Print the data exactly as it is given, please.

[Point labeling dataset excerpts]
— BEGIN —

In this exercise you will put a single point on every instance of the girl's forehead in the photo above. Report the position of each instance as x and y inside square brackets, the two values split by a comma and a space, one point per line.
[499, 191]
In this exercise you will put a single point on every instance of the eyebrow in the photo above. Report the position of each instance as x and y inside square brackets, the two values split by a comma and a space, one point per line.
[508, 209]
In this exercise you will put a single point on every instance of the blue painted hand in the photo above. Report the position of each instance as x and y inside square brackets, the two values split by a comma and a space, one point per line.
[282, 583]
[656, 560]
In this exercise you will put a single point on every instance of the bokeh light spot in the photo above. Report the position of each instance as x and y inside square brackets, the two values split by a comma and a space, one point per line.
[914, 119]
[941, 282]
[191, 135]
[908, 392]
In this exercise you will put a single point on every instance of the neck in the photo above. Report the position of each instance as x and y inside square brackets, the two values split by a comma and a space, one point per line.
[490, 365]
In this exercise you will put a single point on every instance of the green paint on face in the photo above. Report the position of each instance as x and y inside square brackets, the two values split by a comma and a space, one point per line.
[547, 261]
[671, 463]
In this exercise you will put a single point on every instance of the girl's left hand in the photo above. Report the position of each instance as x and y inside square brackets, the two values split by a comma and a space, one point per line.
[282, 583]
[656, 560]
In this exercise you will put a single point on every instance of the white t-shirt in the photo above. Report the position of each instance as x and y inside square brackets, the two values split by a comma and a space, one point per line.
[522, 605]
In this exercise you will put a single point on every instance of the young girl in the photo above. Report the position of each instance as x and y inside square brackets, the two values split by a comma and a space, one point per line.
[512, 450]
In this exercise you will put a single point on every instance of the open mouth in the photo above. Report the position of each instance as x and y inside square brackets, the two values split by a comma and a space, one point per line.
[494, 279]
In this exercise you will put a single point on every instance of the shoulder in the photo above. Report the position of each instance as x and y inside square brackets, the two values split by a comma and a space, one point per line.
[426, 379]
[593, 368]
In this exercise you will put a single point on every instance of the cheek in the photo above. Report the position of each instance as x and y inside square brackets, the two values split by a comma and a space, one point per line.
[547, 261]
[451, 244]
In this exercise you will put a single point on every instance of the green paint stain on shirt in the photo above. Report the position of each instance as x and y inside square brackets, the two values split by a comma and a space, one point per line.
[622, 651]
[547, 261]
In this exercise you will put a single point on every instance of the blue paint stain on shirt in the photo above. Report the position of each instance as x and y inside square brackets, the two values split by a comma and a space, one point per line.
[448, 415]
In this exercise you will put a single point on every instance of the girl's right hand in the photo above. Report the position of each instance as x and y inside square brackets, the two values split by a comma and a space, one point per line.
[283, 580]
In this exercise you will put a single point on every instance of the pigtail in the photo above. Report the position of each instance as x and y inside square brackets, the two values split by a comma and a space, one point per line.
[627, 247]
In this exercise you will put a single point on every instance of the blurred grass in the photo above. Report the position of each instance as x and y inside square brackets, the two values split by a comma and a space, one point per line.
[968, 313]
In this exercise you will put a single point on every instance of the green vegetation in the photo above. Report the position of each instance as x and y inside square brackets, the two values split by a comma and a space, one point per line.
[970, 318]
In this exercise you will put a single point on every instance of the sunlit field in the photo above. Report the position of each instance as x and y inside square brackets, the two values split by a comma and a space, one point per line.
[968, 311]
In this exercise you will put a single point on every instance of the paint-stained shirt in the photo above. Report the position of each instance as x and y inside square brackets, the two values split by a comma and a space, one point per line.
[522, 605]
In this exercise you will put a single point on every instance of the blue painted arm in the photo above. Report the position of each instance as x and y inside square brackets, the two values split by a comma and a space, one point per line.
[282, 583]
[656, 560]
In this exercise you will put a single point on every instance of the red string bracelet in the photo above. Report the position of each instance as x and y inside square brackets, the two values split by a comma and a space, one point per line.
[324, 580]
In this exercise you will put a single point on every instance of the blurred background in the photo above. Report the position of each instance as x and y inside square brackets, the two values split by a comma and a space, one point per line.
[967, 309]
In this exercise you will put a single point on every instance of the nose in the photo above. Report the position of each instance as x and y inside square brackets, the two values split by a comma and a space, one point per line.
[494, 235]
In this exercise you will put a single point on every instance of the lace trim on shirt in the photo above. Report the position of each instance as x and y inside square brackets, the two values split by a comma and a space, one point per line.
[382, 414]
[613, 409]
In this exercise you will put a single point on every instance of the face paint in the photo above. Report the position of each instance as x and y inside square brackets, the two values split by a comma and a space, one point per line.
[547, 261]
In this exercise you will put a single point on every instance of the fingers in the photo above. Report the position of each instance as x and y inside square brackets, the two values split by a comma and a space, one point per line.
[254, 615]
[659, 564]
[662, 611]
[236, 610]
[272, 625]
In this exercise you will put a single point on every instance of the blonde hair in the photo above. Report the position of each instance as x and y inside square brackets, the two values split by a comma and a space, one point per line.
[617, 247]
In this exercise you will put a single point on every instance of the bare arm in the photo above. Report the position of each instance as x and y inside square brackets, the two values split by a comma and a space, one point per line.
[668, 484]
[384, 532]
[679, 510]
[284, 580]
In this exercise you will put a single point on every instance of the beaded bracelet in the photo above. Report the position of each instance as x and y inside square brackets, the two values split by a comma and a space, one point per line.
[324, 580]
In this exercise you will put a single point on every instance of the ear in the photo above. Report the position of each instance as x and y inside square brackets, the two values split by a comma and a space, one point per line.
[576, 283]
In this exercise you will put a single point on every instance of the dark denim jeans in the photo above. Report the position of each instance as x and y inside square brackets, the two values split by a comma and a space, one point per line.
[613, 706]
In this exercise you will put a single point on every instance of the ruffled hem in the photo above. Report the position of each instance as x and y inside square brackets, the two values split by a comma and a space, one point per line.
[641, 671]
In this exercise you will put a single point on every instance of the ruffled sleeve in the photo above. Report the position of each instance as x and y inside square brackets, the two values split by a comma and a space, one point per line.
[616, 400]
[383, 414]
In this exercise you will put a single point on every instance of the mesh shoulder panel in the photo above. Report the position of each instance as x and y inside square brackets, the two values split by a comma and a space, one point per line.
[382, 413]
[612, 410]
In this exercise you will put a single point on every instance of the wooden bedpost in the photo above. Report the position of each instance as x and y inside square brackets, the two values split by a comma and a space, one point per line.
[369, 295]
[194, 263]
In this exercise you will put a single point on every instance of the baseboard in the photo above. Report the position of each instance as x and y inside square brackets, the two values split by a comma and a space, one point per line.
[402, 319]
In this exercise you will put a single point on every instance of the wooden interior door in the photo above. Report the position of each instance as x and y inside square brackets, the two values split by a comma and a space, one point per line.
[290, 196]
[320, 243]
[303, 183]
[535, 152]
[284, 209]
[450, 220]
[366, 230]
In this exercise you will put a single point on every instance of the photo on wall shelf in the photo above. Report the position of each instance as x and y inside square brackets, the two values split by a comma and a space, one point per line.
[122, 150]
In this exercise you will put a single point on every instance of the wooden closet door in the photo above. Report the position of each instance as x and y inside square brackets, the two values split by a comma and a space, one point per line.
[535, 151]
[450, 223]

— END —

### Task result
In this exercise you will put a single point on every instance of the girl's forehead in the photo above. Report the position of each instance as x and y inside square brackets, the two values split by a comma and a space, one point per line.
[499, 191]
In this exercise you will put a single point on every instance of the eyebrow in the photo above. Report the position of each instance as x and y inside square brackets, the two values split by a comma and a space, one point per line.
[508, 209]
In this exercise you will put a single point on every instance of the blue painted hand in the photo above. Report the position of each instance as x and y inside square brackets, the two values split by a comma and a space, one point per line.
[282, 583]
[656, 560]
In this exercise you will put a single point on every instance of the bokeh light spot in the photo above. Report the position of each instance as x and y inside square brackets, the two values split by a comma and a space, one point per line.
[914, 119]
[941, 282]
[191, 135]
[908, 392]
In this exercise you will put a single point on every instance of the neck in the photo above. Report the position of each instance as x and y inside square brackets, the two values split by a comma and a space, one point per line.
[490, 365]
In this exercise you will put a single point on every instance of the green paint on face in the photo above. Report the position of each instance as x and y inside square brackets, the two values split by a comma and a space, one point per line.
[547, 261]
[671, 463]
In this exercise you will put a single point on every instance of the girl's left hand in the photo above. Report the position of each instance as x and y inside square brackets, the two values split by a comma and a space, one point per line.
[282, 583]
[656, 560]
In this exercise you will put a single point on every instance of the white t-shirt in the photo above. Report the position of each instance as x and y inside square brackets, the two values split by a comma and a space, one point per line.
[522, 605]
In this exercise you will put a single point on every instance of the young girl in the photo above. Report the position of each instance as x and y inside square brackets, the two values split by a comma and a space, one point per line.
[512, 450]
In this exercise you will put a single point on every instance of the open mouth in the photo above. Report the position of each instance as x and y inside square brackets, the two values split by a comma and a space, one point per line.
[494, 279]
In this exercise you will put a single point on every instance of the shoulder in the photo above. Report the position of each instance as x and y inside square brackets, the two values split by a comma and a space, one point per line.
[426, 379]
[593, 368]
In this exercise you will put a single point on every instance of the cheek in the photo above. Report the position of each instance as x and y inside square brackets, the two values split by a comma and a space, one point per line.
[547, 261]
[451, 244]
In this exercise you will put a single point on every instance of the green paint stain on shirt in the photo above. Report the position of each instance as x and y inside square brackets, the two values split by a comma and a space, one point per line.
[622, 651]
[547, 261]
In this exercise you will put a single point on every instance of the blue paint stain on shirt in the photo above. Report the position of each instance as x and y inside square brackets, the two values split by a comma and a space, one point per line.
[448, 415]
In this exercise you will put a single point on every instance of the girl's right hand in the photo above. Report the position of each instance as x and y inside square brackets, the two values split by a comma and a space, one point per line.
[283, 580]
In this exercise you will put a single point on every instance of the pigtail in the photo above. Report the position of each instance as x and y inside square brackets, the two values split by a comma and a space, one point per line.
[627, 247]
In this exercise you will put a single point on every instance of the blurred grass in the photo above. Report the position of each instance as x and y inside square brackets, the two values split by a comma and a space, one point per line.
[968, 313]
In this exercise you will put a single point on every instance of the green vegetation in the photo above. Report the position of each instance as x and y inside square brackets, the two values split by a comma and a space, one point per line.
[970, 318]
In this exercise you will put a single point on every instance of the sunlit field in the photo above. Report the position of each instance as x and y inside square brackets, the two values split by a comma and a space, one point per line.
[968, 311]
In this exercise you will put a single point on every instance of the paint-stained shirt in the photo above. Report the position of each instance as x and y inside square brackets, the two values split by a comma and a space, one point per line.
[522, 605]
In this exercise you will put a single point on every instance of the blue painted arm in the photo above. Report the position of each instance as x and y inside square brackets, the two values split by a comma and a space, one point per line.
[282, 583]
[656, 560]
In this exercise you will put a single point on every instance of the red string bracelet in the photo above. Report the position of each instance as x and y inside square brackets, the two values split by a comma and a space, one point per line.
[324, 580]
In this exercise you will put a single point on every instance of the blurred background in the photo above. Report the position of each instance as x and y inside square brackets, the two values split by a comma and a space, one point per line.
[967, 309]
In this exercise you will put a single point on every instance of the nose in the photo above. Report the position of each instance as x and y inside square brackets, the two values split by a comma and a space, one point per line.
[494, 235]
In this exercise you will put a single point on every instance of the lace trim on shirt in the photo above. Report the position of each instance as x and y inside square brackets, the two values split by a comma and a space, one point per line.
[382, 414]
[613, 409]
In this exercise you will put a single point on every instance of the face paint in the photo above. Report the position of each instance as x and y inside square brackets, the two values split by a comma and a space, one point per line.
[547, 261]
In this exercise you will put a single point on every instance of the fingers in the photo above. Report the position of each instance as x and y inside square brackets, the two values split by a comma and a space, one point per line.
[254, 615]
[659, 564]
[662, 611]
[236, 610]
[272, 625]
In this exercise you will put a single point on every instance of the blonde hair in the photo above. Report the position of each instance as x and y inside square brackets, the two values split by a comma and a space, one point per line.
[617, 247]
In this exercise you will put a single point on every instance of the bare arm in the photo above. Report the position of each instance as x and y inside square brackets, the two values split by a comma and a space, one point per line.
[668, 484]
[384, 532]
[679, 510]
[284, 580]
In this exercise you will put a single point on every instance of the beaded bracelet in the photo above. Report the position of each instance as x and y inside square brackets, the two values split by a comma and a space, one point per line.
[324, 580]
In this exercise you will put a single point on every instance of the ear in the photo above. Report the position of each instance as x and y inside square brackets, the two values split by a comma and a space, one point per line.
[576, 283]
In this exercise you will put a single point on every instance of the dark denim jeans in the photo above. Report the position of each instance as x and y inside square brackets, the two values split by a comma and a space, one point per line.
[613, 706]
In this exercise you will put a single point on every instance of the ruffled hem in the photo above. Report the position of each instance as x and y inside square brackets, the two values split by a comma and a space, one point per line.
[641, 671]
In this exercise you will put a single point on every instance of the ruffled sleeve in the photo above. Report the position of each instance as x and y inside square brackets, the two values split by a comma and a space, one point per line.
[616, 400]
[383, 414]
In this exercise you will put a single point on every instance of the mesh shoulder panel in the photo above. Report the position of each instance as x and y inside square brackets, the two values split by a comma and a space, one point per line.
[382, 413]
[612, 410]
In this exercise you will put a single point on every instance of the wooden bedpost in the photo above. Report the position of each instance as x and y inside square brackets, the two values split by a comma and a space, one point per line.
[369, 295]
[194, 263]
In this exercise you will put a single point on every instance of the baseboard in the photo above. Report the position of each instance as x and y inside square brackets, the two values split by a comma and a space, one point per line.
[402, 319]
In this exercise you will put a single point on every instance of the wooden interior door in the photo above. Report the position of each instance as x and y inside square brackets, the two values split by a comma and a space, one point per line.
[290, 196]
[320, 243]
[303, 183]
[535, 152]
[284, 209]
[450, 220]
[366, 230]
In this exercise you will put a single point on every instance of the photo on wall shelf in the photo above. Report the position of each instance as x and y inside square brackets, the two values split by a comma and a space, one point per line.
[122, 150]
In this exercise you will put a single point on every instance of the wooden closet door in the photo above. Report the position of each instance as x and y inside square brackets, the two values split by a comma and a space, one point per line.
[535, 151]
[450, 223]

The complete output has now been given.